__Text__.
================

Logic in Computer Science, by Huth and Ryan, gives a reasonably readable overview of modern systems for verifying systems. Once upon a time people talked about proving programs correct - with programming languages which may or may not have side effects. The impression I get from this book and elsewhere is that real applications are different - for instance proving that a protocol is correct, or that a chip's floating point unit can divide correctly, or that a lock-free routine for manipulating linked lists is correct.
ACM Computing Surveys Vol 41 Issue 4 (October 2009) is a special issue on software verification. It looks like you can get to at least one of the papers without an ACM account by searching for "Formal Methods: Practice and Experience".
The tool Frama-C, for which Elazar suggests a demo video in the comments, gives you a specification language, ACSL, for writing function contracts and various analyzers for verifying that a C function satisfies its contract and safety properties such as the absence of run-time errors.
An extended tutorial, ACSL by example, shows examples of actual C algorithms being specified and verified, and separates the side-effect-free functions from the effectful ones (the side-effect-free ones are considered easier and come first in the tutorial). This document is also interesting in that it was not written by the designers of the tools it describe, so it gives a fresher and more didactic look at these techniques.

================

Rows from a pointing dataset
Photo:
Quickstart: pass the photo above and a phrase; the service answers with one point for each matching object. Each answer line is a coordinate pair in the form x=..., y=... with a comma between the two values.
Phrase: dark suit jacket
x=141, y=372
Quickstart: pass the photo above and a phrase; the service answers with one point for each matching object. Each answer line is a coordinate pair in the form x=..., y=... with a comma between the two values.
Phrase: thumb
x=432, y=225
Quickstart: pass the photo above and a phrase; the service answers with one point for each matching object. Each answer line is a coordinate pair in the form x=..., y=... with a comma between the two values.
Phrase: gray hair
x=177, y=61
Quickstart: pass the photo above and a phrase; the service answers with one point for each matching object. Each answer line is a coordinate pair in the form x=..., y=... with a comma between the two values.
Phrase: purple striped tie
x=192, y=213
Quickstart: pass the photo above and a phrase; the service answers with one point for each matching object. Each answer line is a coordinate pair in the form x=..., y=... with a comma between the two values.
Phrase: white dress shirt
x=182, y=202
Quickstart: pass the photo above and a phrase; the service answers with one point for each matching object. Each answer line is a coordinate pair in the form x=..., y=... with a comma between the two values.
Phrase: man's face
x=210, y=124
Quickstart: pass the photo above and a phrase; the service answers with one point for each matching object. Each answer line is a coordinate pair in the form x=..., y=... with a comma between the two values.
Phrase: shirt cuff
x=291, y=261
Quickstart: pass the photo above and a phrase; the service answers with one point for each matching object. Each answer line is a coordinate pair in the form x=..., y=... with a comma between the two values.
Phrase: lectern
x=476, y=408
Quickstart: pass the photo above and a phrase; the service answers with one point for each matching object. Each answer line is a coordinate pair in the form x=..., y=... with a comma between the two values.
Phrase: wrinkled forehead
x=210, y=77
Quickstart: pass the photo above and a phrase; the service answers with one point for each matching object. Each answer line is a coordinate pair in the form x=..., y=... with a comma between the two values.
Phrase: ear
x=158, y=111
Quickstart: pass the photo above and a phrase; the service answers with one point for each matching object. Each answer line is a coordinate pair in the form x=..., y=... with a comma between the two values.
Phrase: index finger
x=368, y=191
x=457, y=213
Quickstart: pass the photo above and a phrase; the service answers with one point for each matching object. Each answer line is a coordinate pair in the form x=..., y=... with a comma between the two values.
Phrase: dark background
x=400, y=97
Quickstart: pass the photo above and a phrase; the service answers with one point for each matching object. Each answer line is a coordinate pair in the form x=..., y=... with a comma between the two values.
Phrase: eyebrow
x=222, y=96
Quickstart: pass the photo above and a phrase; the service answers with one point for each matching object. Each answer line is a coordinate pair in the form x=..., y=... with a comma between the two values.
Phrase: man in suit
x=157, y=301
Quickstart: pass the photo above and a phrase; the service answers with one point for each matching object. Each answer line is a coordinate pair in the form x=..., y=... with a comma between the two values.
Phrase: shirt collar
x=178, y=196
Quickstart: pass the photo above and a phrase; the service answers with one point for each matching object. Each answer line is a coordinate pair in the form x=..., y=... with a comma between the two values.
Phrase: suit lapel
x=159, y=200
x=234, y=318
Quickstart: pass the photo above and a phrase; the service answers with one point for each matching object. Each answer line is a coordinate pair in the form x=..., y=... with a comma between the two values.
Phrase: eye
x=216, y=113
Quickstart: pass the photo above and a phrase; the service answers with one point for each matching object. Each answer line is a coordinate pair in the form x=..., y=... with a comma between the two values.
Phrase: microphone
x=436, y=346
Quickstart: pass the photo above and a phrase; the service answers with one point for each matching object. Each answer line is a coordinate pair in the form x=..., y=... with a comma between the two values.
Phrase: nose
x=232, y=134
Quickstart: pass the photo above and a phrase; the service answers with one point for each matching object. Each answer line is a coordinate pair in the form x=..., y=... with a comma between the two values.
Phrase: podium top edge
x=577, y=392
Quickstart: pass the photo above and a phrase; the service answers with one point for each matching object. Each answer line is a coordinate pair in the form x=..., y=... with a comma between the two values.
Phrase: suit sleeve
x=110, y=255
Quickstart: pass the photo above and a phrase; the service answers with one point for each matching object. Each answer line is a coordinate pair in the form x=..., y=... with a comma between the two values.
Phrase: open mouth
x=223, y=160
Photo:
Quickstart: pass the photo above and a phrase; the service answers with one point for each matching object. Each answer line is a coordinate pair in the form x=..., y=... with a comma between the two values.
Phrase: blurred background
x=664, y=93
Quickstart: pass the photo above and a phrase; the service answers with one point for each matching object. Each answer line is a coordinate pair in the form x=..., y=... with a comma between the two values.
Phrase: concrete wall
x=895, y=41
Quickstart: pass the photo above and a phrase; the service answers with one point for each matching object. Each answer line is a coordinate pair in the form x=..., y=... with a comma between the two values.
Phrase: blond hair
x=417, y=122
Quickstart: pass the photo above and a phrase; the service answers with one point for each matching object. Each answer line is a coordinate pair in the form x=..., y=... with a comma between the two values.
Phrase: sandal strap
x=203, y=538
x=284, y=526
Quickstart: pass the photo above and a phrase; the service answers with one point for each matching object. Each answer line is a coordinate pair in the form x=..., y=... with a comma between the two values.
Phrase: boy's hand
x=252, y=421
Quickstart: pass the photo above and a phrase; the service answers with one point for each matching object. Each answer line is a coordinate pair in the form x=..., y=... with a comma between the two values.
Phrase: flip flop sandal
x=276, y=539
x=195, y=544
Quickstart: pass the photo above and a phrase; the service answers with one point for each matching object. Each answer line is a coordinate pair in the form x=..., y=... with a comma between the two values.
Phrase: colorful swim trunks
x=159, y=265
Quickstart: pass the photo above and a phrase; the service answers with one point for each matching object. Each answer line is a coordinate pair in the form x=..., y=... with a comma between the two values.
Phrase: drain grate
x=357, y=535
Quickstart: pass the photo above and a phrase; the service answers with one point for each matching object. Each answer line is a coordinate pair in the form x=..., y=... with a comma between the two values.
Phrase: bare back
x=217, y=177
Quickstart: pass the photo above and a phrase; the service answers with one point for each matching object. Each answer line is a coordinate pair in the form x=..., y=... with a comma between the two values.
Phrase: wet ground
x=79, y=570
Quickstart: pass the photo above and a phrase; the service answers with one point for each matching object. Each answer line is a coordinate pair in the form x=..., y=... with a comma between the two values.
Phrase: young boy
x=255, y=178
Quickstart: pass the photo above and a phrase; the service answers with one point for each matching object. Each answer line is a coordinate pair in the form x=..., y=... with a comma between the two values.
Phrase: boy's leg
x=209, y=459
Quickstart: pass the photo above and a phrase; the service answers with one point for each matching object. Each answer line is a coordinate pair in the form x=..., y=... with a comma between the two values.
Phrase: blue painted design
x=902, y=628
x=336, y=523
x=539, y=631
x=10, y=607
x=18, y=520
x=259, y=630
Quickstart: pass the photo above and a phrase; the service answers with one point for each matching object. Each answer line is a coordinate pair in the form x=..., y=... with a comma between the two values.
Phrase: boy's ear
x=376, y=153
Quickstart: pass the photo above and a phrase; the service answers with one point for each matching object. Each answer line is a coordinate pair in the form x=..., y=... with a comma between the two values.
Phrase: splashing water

================

__What you will do__.
(1) According to the passage on software verification, why does the tutorial "ACSL by example" give a fresher and more didactic look at verification techniques? Answer in one to three sentences.
(2) In the passage on software verification, what specification language does the tool Frama-C provide for writing function contracts?
(3) Carry on the passage on software verification from its final sentence.
The records were taken from a separate source.

__Responses per task__.
(1) The tutorial was not written by the designers of the tools it describes. That outside perspective makes its view of the techniques fresher and more didactic.

(2) ACSL.

(3)
If you are familiar with LISP then you should definitely check out ACL2: http://www.cs.utexas.edu/~moore/acl2/acl2-doc.html
Dijkstra's Discipline of Programming and his EWDs lay the foundation for formal verification as a science in programming. A simpler work is Wirth's Systematic Programming, which begins with the simple approach to using verification. Wirth uses pre-ISO Pascal for the language; Dijkstra uses an Algol-68-like formalism called Guarded (GCL). Formal verification has matured since Dijkstra and Hoare, but these older texts may still be a good starting point.
PVS tool developed by Stanford guys is a specification and verification system. I worked on it and found it very useful for Theoram Proving.
WRT (1), you will probably have to create a model of the algorithm in a way that "captures" the side-effects of the algorithm in a program variable intended to model such state-based side-effects.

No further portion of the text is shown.